_Written exercise_: Put each line of the material below into a Markdown table with two columns, No. for the row number and Text for the line itself. Skip any blank lines.

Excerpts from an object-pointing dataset
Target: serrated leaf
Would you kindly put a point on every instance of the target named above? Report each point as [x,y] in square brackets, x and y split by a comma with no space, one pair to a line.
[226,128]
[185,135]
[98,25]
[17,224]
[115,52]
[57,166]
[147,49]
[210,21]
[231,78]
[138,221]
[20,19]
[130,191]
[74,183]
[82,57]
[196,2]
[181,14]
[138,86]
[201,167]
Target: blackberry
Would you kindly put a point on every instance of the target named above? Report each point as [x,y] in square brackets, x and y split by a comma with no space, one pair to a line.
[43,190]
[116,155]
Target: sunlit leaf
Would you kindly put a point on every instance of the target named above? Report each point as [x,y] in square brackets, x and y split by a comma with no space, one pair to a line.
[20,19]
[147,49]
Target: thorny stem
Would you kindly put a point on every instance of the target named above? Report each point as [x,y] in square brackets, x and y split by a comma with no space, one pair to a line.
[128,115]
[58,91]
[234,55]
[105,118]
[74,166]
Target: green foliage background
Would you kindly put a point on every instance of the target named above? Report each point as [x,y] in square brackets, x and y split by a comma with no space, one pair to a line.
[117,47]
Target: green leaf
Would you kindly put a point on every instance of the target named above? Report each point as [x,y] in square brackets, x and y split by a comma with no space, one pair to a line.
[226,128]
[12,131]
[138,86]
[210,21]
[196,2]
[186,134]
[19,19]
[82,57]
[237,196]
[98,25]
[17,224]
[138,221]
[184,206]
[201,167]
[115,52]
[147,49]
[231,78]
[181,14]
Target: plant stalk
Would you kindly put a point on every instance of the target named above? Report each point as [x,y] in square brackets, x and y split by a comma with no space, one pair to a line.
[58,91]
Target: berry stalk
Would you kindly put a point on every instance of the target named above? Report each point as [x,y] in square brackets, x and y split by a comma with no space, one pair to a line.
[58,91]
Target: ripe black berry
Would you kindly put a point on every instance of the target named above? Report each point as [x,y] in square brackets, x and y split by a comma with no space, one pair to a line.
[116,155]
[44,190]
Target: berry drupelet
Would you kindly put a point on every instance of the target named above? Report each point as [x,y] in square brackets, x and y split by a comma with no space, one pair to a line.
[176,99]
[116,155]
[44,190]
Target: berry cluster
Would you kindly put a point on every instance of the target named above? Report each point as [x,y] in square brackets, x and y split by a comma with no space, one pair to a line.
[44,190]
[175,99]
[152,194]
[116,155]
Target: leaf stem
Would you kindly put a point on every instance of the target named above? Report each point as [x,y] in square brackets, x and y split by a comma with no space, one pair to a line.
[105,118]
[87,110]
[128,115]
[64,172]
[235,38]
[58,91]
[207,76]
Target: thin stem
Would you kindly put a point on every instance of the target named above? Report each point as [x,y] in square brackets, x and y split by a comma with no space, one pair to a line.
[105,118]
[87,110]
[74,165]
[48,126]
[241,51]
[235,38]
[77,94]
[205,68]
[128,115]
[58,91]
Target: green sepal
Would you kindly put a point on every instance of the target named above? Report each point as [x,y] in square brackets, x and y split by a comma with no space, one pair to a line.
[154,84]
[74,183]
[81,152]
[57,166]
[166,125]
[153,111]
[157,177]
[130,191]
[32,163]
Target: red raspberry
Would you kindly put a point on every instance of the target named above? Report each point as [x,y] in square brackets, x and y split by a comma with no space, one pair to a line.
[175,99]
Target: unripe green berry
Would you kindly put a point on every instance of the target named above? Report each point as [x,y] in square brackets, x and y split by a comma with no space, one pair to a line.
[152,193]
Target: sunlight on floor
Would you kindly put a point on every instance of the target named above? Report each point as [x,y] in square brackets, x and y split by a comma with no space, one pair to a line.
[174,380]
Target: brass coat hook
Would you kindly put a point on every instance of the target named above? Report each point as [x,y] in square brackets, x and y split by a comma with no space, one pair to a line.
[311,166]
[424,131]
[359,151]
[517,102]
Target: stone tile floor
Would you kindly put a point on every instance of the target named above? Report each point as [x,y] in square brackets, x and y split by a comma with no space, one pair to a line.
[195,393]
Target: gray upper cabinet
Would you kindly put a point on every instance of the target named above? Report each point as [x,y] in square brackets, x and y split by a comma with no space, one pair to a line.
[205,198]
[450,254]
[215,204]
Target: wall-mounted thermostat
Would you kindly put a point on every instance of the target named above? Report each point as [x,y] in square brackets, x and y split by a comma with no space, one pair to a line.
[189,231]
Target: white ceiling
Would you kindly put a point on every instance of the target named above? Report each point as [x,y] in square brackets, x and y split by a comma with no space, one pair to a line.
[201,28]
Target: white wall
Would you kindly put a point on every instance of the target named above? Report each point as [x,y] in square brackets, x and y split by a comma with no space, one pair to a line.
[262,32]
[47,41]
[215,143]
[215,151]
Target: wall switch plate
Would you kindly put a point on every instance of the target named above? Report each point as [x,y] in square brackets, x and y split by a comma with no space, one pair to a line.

_Result below_:
| No. | Text |
|---|---|
| 1 | Target: serrated leaf |
| 2 | Would you kindly put a point on every instance of the target named above? Report each point as [x,y] in square brackets, x and y split by a comma with no space, one pair to a line. |
| 3 | [226,128] |
| 4 | [185,135] |
| 5 | [98,25] |
| 6 | [17,224] |
| 7 | [115,52] |
| 8 | [57,166] |
| 9 | [147,49] |
| 10 | [210,21] |
| 11 | [231,78] |
| 12 | [138,221] |
| 13 | [20,19] |
| 14 | [130,191] |
| 15 | [74,183] |
| 16 | [82,57] |
| 17 | [196,2] |
| 18 | [181,14] |
| 19 | [138,86] |
| 20 | [201,167] |
| 21 | Target: blackberry |
| 22 | Would you kindly put a point on every instance of the target named above? Report each point as [x,y] in square brackets, x and y split by a comma with no space, one pair to a line. |
| 23 | [43,190] |
| 24 | [116,155] |
| 25 | Target: sunlit leaf |
| 26 | Would you kindly put a point on every instance of the target named above? Report each point as [x,y] in square brackets, x and y split by a comma with no space, one pair to a line. |
| 27 | [20,19] |
| 28 | [147,49] |
| 29 | Target: thorny stem |
| 30 | Would you kindly put a point on every instance of the target named above? Report each point as [x,y] in square brackets, x and y split by a comma with no space, one pair to a line. |
| 31 | [128,115] |
| 32 | [58,91] |
| 33 | [234,55] |
| 34 | [105,118] |
| 35 | [74,166] |
| 36 | Target: green foliage background |
| 37 | Would you kindly put a point on every instance of the target named above? Report each point as [x,y] in square brackets, x and y split by a comma with no space, one pair to a line. |
| 38 | [117,47] |
| 39 | Target: green leaf |
| 40 | Would you kindly put a point on every instance of the target named above? Report each point as [x,y] in square brackets, x and y split by a comma with no space, one pair to a line. |
| 41 | [226,128] |
| 42 | [12,131] |
| 43 | [138,86] |
| 44 | [210,21] |
| 45 | [196,2] |
| 46 | [186,134] |
| 47 | [19,19] |
| 48 | [82,57] |
| 49 | [237,196] |
| 50 | [98,25] |
| 51 | [17,224] |
| 52 | [138,221] |
| 53 | [184,206] |
| 54 | [201,167] |
| 55 | [115,52] |
| 56 | [147,49] |
| 57 | [231,78] |
| 58 | [181,14] |
| 59 | Target: plant stalk |
| 60 | Would you kindly put a point on every instance of the target named above? Report each point as [x,y] in square brackets, x and y split by a comma with no space, one pair to a line. |
| 61 | [58,91] |
| 62 | Target: berry stalk |
| 63 | Would you kindly put a point on every instance of the target named above? Report each point as [x,y] in square brackets, x and y split by a comma with no space, one pair to a line. |
| 64 | [58,91] |
| 65 | Target: ripe black berry |
| 66 | Would you kindly put a point on every instance of the target named above? Report each point as [x,y] in square brackets, x and y split by a comma with no space, one pair to a line. |
| 67 | [116,155] |
| 68 | [44,190] |
| 69 | Target: berry drupelet |
| 70 | Would you kindly put a point on every instance of the target named above? Report each point as [x,y] in square brackets, x and y split by a comma with no space, one pair to a line. |
| 71 | [176,99] |
| 72 | [116,155] |
| 73 | [44,190] |
| 74 | Target: berry cluster |
| 75 | Would you kindly put a point on every instance of the target named above? Report each point as [x,y] in square brackets, x and y split by a comma with no space, one pair to a line. |
| 76 | [44,190] |
| 77 | [175,99] |
| 78 | [152,194] |
| 79 | [116,155] |
| 80 | Target: leaf stem |
| 81 | Would you kindly put a point on every instance of the target named above? Report each point as [x,y] in square brackets, x and y split by a comma with no space, one pair to a line. |
| 82 | [105,118] |
| 83 | [87,110] |
| 84 | [128,115] |
| 85 | [64,172] |
| 86 | [235,38] |
| 87 | [58,91] |
| 88 | [207,76] |
| 89 | Target: thin stem |
| 90 | Would you kindly put a point on every instance of the target named above? Report each point as [x,y] in square brackets, x and y split by a comma with no space, one pair to a line. |
| 91 | [105,118] |
| 92 | [87,110] |
| 93 | [74,165] |
| 94 | [48,126] |
| 95 | [241,51] |
| 96 | [235,38] |
| 97 | [77,94] |
| 98 | [205,68] |
| 99 | [128,115] |
| 100 | [58,91] |
| 101 | Target: green sepal |
| 102 | Would you kindly put a point on every instance of the target named above? Report each point as [x,y] in square brackets, x and y split by a comma with no space, one pair to a line. |
| 103 | [154,84] |
| 104 | [74,183] |
| 105 | [81,152] |
| 106 | [57,166] |
| 107 | [166,125] |
| 108 | [153,111] |
| 109 | [157,177] |
| 110 | [130,191] |
| 111 | [32,163] |
| 112 | Target: red raspberry |
| 113 | Would you kindly put a point on every instance of the target named above? Report each point as [x,y] in square brackets, x and y split by a comma with no space, one pair to a line. |
| 114 | [175,99] |
| 115 | Target: unripe green berry |
| 116 | Would you kindly put a point on every instance of the target named above? Report each point as [x,y] in square brackets, x and y split by a comma with no space, one pair to a line. |
| 117 | [152,193] |
| 118 | Target: sunlight on floor |
| 119 | Would you kindly put a point on every instance of the target named above? Report each point as [x,y] in square brackets, x and y split by a comma with no space, one pair to a line. |
| 120 | [174,380] |
| 121 | Target: brass coat hook |
| 122 | Would you kindly put a point on every instance of the target named above? Report each point as [x,y] in square brackets, x and y split by a comma with no space, one pair to a line. |
| 123 | [311,166] |
| 124 | [424,131] |
| 125 | [359,151] |
| 126 | [517,102] |
| 127 | Target: stone tile floor |
| 128 | Would you kindly put a point on every instance of the target named above? Report each point as [x,y] in square brackets, x and y split by a comma with no space, one pair to a line. |
| 129 | [195,393] |
| 130 | Target: gray upper cabinet |
| 131 | Would you kindly put a point on every instance of the target named above? Report each point as [x,y] in square brackets, x and y split by a comma with no space, one pair to a line. |
| 132 | [205,198] |
| 133 | [450,254] |
| 134 | [215,204] |
| 135 | Target: wall-mounted thermostat |
| 136 | Would you kindly put a point on every instance of the target named above? Report each point as [x,y] in square brackets, x and y split by a comma with no space, one pair to a line. |
| 137 | [189,231] |
| 138 | Target: white ceiling |
| 139 | Would you kindly put a point on every instance of the target named above? Report each point as [x,y] in square brackets, x and y split by a comma with no space, one pair to a line. |
| 140 | [201,28] |
| 141 | Target: white wall |
| 142 | Would you kindly put a point on every instance of the target named above? Report each point as [x,y] in square brackets, x and y split by a comma with no space, one pair to a line. |
| 143 | [262,32] |
| 144 | [47,41] |
| 145 | [215,143] |
| 146 | [215,151] |
| 147 | Target: wall switch plate |
| 148 | Would you kindly put a point on every instance of the target named above? Report each point as [x,y] in square brackets, x and y split by a comma with no space, one pair to a line. |